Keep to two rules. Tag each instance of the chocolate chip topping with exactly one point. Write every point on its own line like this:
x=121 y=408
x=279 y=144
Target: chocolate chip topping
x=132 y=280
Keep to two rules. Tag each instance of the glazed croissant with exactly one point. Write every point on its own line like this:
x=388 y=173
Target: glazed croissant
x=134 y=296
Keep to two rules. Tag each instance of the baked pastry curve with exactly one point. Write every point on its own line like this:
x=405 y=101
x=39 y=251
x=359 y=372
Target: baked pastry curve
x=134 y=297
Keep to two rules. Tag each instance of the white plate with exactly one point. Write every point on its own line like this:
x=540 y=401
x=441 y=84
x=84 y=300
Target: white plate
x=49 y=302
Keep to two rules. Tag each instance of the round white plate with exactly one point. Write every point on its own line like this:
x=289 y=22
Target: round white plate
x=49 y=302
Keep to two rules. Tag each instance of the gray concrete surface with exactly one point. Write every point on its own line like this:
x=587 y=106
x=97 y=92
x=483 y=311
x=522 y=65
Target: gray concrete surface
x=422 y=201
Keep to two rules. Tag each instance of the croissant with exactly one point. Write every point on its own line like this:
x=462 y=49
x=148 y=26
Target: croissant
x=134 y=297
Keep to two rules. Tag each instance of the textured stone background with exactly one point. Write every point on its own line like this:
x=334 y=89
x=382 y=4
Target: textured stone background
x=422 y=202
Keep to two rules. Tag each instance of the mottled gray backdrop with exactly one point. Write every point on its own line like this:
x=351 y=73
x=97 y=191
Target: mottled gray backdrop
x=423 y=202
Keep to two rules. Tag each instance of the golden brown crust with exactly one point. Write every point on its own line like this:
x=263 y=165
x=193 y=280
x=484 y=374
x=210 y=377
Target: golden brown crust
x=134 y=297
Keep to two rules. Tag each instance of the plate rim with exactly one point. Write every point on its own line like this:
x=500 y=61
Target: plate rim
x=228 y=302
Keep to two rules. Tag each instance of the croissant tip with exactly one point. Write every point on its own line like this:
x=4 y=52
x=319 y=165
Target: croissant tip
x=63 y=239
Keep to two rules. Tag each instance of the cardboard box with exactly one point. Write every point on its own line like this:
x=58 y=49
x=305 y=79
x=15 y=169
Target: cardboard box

[TASK DIRECTIONS]: Could you retype every one of the lines above, character for character, without changing anything?

[WRITTEN SOLUTION]:
Keep to two rules. Tag each instance of the chocolate chip topping with exactly one point. Write every point on its own line like this:
x=121 y=408
x=279 y=144
Target: chocolate chip topping
x=132 y=280
Keep to two rules. Tag each instance of the glazed croissant with exactly one point. Write every point on its own line like this:
x=388 y=173
Target: glazed croissant
x=134 y=296
Keep to two rules. Tag each instance of the baked pastry curve with exactly one point. Write every point on its own line like this:
x=405 y=101
x=39 y=251
x=359 y=372
Target: baked pastry curve
x=134 y=297
Keep to two rules. Tag each instance of the white plate with exactly one point. Write every point on its own line like this:
x=540 y=401
x=441 y=84
x=84 y=300
Target: white plate
x=49 y=302
Keep to two rules. Tag each instance of the round white plate with exactly one point. Write every point on its own line like this:
x=289 y=22
Target: round white plate
x=49 y=302
Keep to two rules. Tag each instance of the gray concrete surface with exactly one point. Write every point on its own line like this:
x=587 y=106
x=97 y=92
x=483 y=311
x=522 y=65
Target: gray concrete surface
x=422 y=201
Keep to two rules. Tag each instance of the croissant with exactly one point. Write every point on its own line like this:
x=462 y=49
x=148 y=26
Target: croissant
x=134 y=297
Keep to two rules. Tag each instance of the textured stone background with exactly one point. Write every point on its own line like this:
x=334 y=89
x=382 y=4
Target: textured stone background
x=422 y=202
Keep to two rules. Tag each instance of the mottled gray backdrop with exactly one point. Write every point on its own line like this:
x=351 y=73
x=97 y=191
Target: mottled gray backdrop
x=423 y=202
Keep to two rules. Tag each instance of the golden brown crust with exactly one point. Write every point on its own line like this:
x=263 y=165
x=193 y=280
x=484 y=374
x=210 y=377
Target: golden brown crust
x=134 y=297
Keep to two rules. Tag each instance of the plate rim with exactly one point. Write every point on its own line like this:
x=500 y=61
Target: plate rim
x=228 y=302
Keep to two rules. Tag each instance of the croissant tip with exactly one point. Write every point on its own line like this:
x=4 y=52
x=319 y=165
Target: croissant tip
x=63 y=239
Keep to two rules. Tag each instance of the cardboard box with exactly one point. Write every point on its own line like this:
x=58 y=49
x=305 y=79
x=15 y=169
Target: cardboard box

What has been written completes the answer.